===== FRAGMENTO PARA LEER
Desde que supe que mi viaje por la selección de los festivales se iba a extender –gracias a la invitación de Gúdula y otros amigos– y que iba a estar parando en la Suiza romande, decidí buscar datos para llegar a encontrarlo.
Rolle estaría cerca.
En Amsterdam, encontré a un amigo que me dio un contacto para averiguar la dirección. Aunque sólo obtuve un dato aproximado, fue muy valioso para mí, incluso suficiente: hace tiempo que siento que todo se trata de aproximaciones sucesivas.
Preparé ánimo, moneda y mochila. Alhassane me vio salir para la gare y me dijo, en francés africaine, que parecía un guerrier préparé pour la bataille!
Era un día especialmente soleado y frío. Desde la ventana del tren, ya llegando a Rolle, vi los viñedos y las montañas nevadas. Bajé, busqué un lugar para empezar a preguntar. Compré cigarrillos para abrir diálogo con un señor de una estación de servicio: primera pista. Luego un taxista estacionado: segunda pista, más precisa.
En este país pequeño, las ciudades de colinas suaves entre los Alpes encierran barrios enroscados, con callecitas que dan vueltas entre los buttes, con puertas de jardín de acceso a residencias múltiples y con poca gente en la calle. Caminé y caminé con mi mochila cargada y mi sombrero. Cada vez que sacaba la cámara alguien me miraba con atención.
El dato estaba parcialmente correcto, o sea parcialmente errado. Creí estar cerca varias veces, pero...
Me mandé por un barrio interior y salí detrás de un pequeño cementerio. Di toda la vuelta a la manzana: adelante había una pequeña iglesia gótica y abajo la calle supuesta. Me metí en el único lugar que no era casa cerrada. Una ludoteca: nadie. Al rato salió una mujer grande, vestida un poco hippie, con ojos azules y el cabello largo teñido de rojo. Me contó que era chilena, pero hacía más de treinta años que vivía en suiza y ya no le salía el castellano, y que su hijo era actor, por si me interesaba a mí o a él, para alguna película. Me acompañó a una posible casa; golpeó, pero nadie salió. Me dijo que se llamaba Love. Sí.
==========
===== REGISTROS EN BRUTO
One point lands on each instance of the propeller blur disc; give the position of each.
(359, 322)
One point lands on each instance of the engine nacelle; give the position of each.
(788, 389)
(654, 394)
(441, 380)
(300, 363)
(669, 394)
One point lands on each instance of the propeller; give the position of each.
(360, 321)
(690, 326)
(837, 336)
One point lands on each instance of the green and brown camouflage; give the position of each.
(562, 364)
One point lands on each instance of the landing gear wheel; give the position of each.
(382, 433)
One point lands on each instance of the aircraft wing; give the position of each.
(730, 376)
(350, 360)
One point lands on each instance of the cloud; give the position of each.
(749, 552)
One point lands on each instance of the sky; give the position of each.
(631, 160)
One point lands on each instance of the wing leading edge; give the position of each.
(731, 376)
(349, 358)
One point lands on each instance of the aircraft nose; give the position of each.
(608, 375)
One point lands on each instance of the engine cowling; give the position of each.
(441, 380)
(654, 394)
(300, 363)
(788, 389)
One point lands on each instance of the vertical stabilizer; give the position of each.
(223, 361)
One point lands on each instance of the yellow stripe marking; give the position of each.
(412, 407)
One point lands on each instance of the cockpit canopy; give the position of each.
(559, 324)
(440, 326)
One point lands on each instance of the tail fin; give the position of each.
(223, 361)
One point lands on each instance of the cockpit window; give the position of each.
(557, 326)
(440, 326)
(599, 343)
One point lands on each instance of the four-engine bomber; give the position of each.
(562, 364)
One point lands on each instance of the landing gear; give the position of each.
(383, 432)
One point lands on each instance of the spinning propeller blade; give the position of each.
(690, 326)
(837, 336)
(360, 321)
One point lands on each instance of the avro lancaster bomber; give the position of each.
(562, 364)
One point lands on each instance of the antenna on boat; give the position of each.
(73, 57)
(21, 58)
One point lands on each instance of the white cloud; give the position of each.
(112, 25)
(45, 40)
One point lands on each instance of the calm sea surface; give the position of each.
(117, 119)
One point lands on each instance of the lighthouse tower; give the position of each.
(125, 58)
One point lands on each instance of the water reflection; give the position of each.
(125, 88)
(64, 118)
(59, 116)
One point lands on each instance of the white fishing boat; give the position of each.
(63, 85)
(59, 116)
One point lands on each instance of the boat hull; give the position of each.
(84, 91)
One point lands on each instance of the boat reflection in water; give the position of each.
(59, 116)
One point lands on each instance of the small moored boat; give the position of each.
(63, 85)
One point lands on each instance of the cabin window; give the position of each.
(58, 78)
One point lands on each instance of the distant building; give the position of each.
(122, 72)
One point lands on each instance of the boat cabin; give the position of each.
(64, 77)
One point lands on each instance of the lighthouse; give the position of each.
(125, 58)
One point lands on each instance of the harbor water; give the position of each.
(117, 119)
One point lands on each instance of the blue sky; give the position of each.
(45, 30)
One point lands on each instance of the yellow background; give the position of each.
==========
* _INDICACIONES_:
a) Transcribe del relato del viaje a Rolle el pasaje que va de "Era un día especialmente" a "miraba con atención.".
b) Según el relato del viaje a Rolle, ¿cuánto tiempo hacía que la mujer chilena vivía en Suiza?
c) Enumera las cosas que, según el relato del viaje a Rolle, preparó quien narra antes de salir.

* _SOLUCIONES_:
a)
Era un día especialmente soleado y frío. Desde la ventana del tren, ya llegando a Rolle, vi los viñedos y las montañas nevadas. Bajé, busqué un lugar para empezar a preguntar. Compré cigarrillos para abrir diálogo con un señor de una estación de servicio: primera pista. Luego un taxista estacionado: segunda pista, más precisa.
En este país pequeño, las ciudades de colinas suaves entre los Alpes encierran barrios enroscados, con callecitas que dan vueltas entre los buttes, con puertas de jardín de acceso a residencias múltiples y con poca gente en la calle. Caminé y caminé con mi mochila cargada y mi sombrero. Cada vez que sacaba la cámara alguien me miraba con atención.

b) Más de treinta años.

c) Ánimo, moneda y mochila.